--- Start Data listing ---

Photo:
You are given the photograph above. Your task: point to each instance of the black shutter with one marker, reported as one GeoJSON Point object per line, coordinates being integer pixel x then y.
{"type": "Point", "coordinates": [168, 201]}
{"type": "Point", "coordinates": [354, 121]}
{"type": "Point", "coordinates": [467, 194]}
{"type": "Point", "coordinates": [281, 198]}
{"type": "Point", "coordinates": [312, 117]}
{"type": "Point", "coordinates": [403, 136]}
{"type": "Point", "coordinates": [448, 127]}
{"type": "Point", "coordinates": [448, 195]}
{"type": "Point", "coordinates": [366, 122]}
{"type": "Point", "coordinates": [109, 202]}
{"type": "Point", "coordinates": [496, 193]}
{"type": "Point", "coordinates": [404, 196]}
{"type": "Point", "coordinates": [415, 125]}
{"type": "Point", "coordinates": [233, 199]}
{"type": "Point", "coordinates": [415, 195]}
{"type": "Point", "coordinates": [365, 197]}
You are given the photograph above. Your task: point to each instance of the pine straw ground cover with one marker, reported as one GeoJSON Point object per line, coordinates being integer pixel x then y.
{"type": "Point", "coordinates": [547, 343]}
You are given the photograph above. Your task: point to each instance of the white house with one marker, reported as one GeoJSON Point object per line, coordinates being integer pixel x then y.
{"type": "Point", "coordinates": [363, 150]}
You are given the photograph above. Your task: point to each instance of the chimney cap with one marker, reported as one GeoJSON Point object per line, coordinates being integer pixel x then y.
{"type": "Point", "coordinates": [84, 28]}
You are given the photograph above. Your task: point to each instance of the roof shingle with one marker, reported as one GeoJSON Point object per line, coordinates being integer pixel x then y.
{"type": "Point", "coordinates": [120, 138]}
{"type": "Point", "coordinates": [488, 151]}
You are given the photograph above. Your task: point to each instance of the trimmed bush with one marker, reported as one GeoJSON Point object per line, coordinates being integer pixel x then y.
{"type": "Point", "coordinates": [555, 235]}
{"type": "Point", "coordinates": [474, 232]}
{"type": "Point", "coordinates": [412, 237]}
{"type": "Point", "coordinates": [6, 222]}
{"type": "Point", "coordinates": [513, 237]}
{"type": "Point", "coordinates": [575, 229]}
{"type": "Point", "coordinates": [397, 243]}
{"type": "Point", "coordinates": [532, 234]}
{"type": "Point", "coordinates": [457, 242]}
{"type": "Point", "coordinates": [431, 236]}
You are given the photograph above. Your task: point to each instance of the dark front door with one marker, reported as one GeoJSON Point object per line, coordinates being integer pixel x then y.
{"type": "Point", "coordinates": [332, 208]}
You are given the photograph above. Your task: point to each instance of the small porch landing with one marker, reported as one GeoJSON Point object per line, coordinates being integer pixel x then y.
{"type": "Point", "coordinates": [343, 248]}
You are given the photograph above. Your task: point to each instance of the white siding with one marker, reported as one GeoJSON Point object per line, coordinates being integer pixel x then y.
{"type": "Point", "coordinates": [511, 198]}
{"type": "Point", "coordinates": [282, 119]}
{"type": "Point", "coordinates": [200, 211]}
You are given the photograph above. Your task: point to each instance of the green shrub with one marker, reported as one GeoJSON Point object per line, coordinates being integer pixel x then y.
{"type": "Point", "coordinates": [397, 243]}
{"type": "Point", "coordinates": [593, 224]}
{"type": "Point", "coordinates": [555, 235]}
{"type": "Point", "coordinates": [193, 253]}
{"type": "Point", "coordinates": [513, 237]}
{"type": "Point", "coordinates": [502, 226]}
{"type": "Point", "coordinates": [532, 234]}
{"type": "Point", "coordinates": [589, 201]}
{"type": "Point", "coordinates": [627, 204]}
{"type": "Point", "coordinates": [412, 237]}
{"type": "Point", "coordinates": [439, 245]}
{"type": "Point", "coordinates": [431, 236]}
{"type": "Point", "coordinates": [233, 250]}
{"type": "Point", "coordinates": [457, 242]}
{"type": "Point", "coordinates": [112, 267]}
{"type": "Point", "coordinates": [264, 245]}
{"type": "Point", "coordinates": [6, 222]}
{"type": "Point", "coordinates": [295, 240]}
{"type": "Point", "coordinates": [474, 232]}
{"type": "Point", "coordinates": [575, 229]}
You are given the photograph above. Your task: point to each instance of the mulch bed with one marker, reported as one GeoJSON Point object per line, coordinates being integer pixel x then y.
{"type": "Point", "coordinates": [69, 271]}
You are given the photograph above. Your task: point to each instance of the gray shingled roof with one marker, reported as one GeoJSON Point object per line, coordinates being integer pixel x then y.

--- End Data listing ---

■ **Aim of the exercise**: The entries above must be returned exactly.

■ **Task result**:
Photo:
You are given the photograph above. Your task: point to each instance of the black shutter with one marker, reported as one GeoJSON Point object per line, coordinates being integer pixel x then y.
{"type": "Point", "coordinates": [168, 201]}
{"type": "Point", "coordinates": [354, 121]}
{"type": "Point", "coordinates": [467, 194]}
{"type": "Point", "coordinates": [281, 198]}
{"type": "Point", "coordinates": [312, 117]}
{"type": "Point", "coordinates": [403, 136]}
{"type": "Point", "coordinates": [448, 127]}
{"type": "Point", "coordinates": [448, 195]}
{"type": "Point", "coordinates": [366, 122]}
{"type": "Point", "coordinates": [109, 202]}
{"type": "Point", "coordinates": [496, 193]}
{"type": "Point", "coordinates": [404, 196]}
{"type": "Point", "coordinates": [415, 125]}
{"type": "Point", "coordinates": [233, 199]}
{"type": "Point", "coordinates": [415, 195]}
{"type": "Point", "coordinates": [365, 197]}
You are given the photograph above. Your task: point to each instance of the pine straw ground cover with one marker, reported as one GeoJSON Point object per line, coordinates being integer pixel x then y.
{"type": "Point", "coordinates": [547, 343]}
You are given the photograph above. Your task: point to each instance of the white house with one marker, reported as one GeoJSON Point object per line, coordinates being integer pixel x then y.
{"type": "Point", "coordinates": [363, 150]}
You are given the photograph above. Your task: point to each instance of the chimney cap with one marker, reported as one GeoJSON Point object per line, coordinates being integer pixel x then y.
{"type": "Point", "coordinates": [84, 28]}
You are given the photograph above. Your task: point to each instance of the roof shingle with one marker, reported as one GeoJSON Point object per line, coordinates being integer pixel x then y.
{"type": "Point", "coordinates": [120, 138]}
{"type": "Point", "coordinates": [488, 151]}
You are given the photograph above. Your task: point to each instance of the trimmed bush with one marker, reported as one GeoJSON Point object per line, coordinates being integer pixel x then y.
{"type": "Point", "coordinates": [555, 235]}
{"type": "Point", "coordinates": [474, 232]}
{"type": "Point", "coordinates": [412, 237]}
{"type": "Point", "coordinates": [6, 222]}
{"type": "Point", "coordinates": [513, 237]}
{"type": "Point", "coordinates": [575, 229]}
{"type": "Point", "coordinates": [397, 243]}
{"type": "Point", "coordinates": [532, 234]}
{"type": "Point", "coordinates": [457, 242]}
{"type": "Point", "coordinates": [431, 236]}
You are given the photograph above. Your task: point to each instance of the dark front door with one marker, reported as one GeoJSON Point object per line, coordinates being integer pixel x then y.
{"type": "Point", "coordinates": [332, 208]}
You are given the photograph above. Your task: point to each instance of the small porch landing with one marker, reported as one GeoJSON Point object per line, coordinates being integer pixel x then y.
{"type": "Point", "coordinates": [343, 248]}
You are given the photograph above. Your task: point to each instance of the white siding with one marker, reported as one GeoJSON Point object per line, coordinates being integer pixel x then y.
{"type": "Point", "coordinates": [511, 198]}
{"type": "Point", "coordinates": [282, 119]}
{"type": "Point", "coordinates": [200, 211]}
You are given the photograph above. Your task: point to each instance of the green shrub with one marker, reported as one GeoJSON Point object per line, coordinates being integer pixel x then y.
{"type": "Point", "coordinates": [397, 243]}
{"type": "Point", "coordinates": [593, 224]}
{"type": "Point", "coordinates": [555, 235]}
{"type": "Point", "coordinates": [193, 253]}
{"type": "Point", "coordinates": [513, 237]}
{"type": "Point", "coordinates": [502, 226]}
{"type": "Point", "coordinates": [532, 234]}
{"type": "Point", "coordinates": [589, 201]}
{"type": "Point", "coordinates": [627, 204]}
{"type": "Point", "coordinates": [412, 237]}
{"type": "Point", "coordinates": [439, 245]}
{"type": "Point", "coordinates": [431, 236]}
{"type": "Point", "coordinates": [233, 250]}
{"type": "Point", "coordinates": [457, 242]}
{"type": "Point", "coordinates": [112, 267]}
{"type": "Point", "coordinates": [264, 245]}
{"type": "Point", "coordinates": [6, 222]}
{"type": "Point", "coordinates": [295, 240]}
{"type": "Point", "coordinates": [474, 232]}
{"type": "Point", "coordinates": [575, 229]}
You are given the photograph above. Your task: point to each instance of the mulch bed with one marker, reported as one GeoJSON Point object per line, coordinates being integer pixel x then y.
{"type": "Point", "coordinates": [69, 271]}
You are given the photograph above. Your task: point to each instance of the gray shingled roof with one marker, reported as one GeoJSON Point object per line, coordinates being integer pixel x then y.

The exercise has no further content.